GIVEN PROBLEM: Locate every line in the items below that contains the string "shirt", and copy each such line. Treat uppercase and lowercase letters as different.

--*--

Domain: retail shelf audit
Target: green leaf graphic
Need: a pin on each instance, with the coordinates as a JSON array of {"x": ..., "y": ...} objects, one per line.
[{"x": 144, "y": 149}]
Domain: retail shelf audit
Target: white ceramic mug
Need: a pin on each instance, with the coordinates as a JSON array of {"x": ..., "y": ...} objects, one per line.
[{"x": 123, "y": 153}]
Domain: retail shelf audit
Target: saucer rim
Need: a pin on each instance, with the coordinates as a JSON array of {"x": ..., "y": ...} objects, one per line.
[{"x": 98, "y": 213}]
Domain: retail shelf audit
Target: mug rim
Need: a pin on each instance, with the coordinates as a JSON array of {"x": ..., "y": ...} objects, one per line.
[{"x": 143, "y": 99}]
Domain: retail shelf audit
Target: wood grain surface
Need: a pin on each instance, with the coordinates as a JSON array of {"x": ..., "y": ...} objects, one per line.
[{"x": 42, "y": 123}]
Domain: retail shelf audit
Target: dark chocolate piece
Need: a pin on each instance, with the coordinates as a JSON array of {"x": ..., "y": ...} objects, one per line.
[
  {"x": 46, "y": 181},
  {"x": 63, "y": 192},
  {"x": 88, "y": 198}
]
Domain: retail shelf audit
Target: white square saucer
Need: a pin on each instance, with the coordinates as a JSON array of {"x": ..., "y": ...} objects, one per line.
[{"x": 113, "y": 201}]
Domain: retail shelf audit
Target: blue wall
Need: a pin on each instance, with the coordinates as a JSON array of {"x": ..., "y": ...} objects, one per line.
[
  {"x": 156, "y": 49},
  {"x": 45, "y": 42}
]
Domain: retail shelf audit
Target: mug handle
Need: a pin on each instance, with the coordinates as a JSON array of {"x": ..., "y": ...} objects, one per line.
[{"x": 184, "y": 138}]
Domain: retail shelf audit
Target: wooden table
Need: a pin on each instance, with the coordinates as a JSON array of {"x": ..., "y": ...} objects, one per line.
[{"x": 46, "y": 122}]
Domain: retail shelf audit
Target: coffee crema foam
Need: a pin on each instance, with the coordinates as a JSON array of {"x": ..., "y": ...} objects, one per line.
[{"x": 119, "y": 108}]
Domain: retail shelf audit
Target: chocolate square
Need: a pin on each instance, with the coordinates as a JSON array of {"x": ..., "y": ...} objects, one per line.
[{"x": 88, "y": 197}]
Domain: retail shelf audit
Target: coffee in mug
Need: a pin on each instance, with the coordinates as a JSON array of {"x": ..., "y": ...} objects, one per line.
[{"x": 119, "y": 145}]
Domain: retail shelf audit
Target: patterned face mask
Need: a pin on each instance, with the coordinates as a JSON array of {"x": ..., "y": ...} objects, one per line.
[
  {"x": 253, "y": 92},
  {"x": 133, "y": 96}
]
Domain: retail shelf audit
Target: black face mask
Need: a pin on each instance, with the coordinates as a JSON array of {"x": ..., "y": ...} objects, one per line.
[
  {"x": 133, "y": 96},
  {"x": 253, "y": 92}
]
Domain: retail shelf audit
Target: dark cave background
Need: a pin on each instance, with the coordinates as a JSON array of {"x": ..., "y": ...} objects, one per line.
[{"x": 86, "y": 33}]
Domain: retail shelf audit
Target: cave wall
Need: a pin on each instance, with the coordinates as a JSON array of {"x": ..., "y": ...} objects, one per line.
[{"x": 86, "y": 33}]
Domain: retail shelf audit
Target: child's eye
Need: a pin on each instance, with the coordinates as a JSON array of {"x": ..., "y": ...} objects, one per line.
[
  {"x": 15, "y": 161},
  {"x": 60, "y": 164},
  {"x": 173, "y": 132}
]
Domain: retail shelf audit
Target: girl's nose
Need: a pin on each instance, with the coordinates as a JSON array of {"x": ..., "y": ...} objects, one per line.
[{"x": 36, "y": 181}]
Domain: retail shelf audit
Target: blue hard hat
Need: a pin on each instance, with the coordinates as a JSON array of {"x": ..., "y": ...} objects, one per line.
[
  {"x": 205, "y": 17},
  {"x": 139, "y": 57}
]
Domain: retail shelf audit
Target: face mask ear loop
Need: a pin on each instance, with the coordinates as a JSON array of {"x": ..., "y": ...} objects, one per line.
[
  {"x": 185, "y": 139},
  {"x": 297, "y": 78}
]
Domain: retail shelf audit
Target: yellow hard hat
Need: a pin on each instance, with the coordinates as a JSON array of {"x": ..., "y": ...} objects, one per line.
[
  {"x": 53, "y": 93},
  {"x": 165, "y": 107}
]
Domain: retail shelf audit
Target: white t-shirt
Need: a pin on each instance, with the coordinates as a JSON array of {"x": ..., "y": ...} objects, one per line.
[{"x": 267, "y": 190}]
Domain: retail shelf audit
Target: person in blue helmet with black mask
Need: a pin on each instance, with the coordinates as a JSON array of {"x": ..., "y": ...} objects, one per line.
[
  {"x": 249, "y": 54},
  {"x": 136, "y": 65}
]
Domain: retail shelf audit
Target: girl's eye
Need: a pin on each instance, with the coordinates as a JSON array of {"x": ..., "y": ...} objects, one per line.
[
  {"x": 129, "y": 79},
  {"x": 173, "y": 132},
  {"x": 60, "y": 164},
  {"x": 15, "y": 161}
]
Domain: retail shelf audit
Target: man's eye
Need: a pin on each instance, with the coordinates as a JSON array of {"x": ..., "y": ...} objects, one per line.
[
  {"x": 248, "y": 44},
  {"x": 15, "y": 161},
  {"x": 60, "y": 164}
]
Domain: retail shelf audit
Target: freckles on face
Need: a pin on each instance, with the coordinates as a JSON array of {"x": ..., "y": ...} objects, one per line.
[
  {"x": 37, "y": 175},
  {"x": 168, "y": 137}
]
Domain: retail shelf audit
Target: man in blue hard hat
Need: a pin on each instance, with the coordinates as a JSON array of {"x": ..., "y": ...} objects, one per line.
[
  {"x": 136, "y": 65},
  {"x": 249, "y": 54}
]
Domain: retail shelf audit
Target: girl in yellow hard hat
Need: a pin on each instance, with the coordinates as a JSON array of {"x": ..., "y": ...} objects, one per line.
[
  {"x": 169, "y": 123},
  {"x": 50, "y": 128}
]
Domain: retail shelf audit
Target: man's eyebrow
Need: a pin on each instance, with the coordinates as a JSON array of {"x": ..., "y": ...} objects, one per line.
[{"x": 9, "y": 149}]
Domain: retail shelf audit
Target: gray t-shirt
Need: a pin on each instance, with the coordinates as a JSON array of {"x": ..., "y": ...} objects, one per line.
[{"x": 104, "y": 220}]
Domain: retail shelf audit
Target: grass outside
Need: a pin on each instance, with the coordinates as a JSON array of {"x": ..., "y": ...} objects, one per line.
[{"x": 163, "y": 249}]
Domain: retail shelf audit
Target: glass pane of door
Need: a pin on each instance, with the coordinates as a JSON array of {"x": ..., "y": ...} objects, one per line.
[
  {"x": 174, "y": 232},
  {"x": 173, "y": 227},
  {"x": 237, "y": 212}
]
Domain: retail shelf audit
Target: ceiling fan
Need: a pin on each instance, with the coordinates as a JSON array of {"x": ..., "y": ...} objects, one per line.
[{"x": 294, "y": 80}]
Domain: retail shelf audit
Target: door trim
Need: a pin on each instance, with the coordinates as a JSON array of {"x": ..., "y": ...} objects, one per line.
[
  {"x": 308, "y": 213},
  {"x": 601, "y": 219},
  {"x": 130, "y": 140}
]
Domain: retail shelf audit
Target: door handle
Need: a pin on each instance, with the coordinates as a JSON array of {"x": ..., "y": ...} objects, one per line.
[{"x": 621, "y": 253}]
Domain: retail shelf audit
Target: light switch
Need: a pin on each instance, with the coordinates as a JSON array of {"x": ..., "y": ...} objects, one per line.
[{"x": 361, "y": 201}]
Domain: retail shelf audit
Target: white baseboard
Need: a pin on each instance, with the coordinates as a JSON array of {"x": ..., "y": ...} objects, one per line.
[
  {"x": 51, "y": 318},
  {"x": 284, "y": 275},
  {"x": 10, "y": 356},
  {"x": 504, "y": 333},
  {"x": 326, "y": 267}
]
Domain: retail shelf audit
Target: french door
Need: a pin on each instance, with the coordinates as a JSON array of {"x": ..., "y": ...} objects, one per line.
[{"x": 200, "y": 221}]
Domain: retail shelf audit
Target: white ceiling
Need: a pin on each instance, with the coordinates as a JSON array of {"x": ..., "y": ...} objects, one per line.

--*--

SOLUTION:
Target: white t-shirt
Target: gray t-shirt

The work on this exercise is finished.